WHAT YOU WILL DO.
Look through the data below, and copy each line that carries the word "above".

(Records excerpted from a collection)
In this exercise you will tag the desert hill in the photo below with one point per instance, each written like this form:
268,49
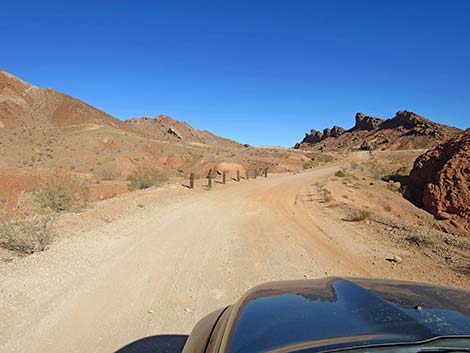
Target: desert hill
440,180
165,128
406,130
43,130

---

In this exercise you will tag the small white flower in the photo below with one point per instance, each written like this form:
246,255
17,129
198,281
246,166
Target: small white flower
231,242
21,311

* * *

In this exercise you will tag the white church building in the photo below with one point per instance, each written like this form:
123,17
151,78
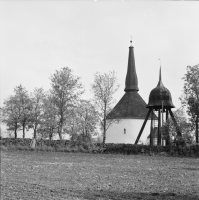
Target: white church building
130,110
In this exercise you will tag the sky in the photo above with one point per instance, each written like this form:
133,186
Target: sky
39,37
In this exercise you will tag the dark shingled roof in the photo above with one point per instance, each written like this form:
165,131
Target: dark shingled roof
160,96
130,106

ANSWER TO THIS EXERCISE.
In this exercise you will tag the sky in the photo above with one point per instance, each written like this form:
In this exercise you will tag the dark shingled roof in the photo above with one point per instance, each written like this form:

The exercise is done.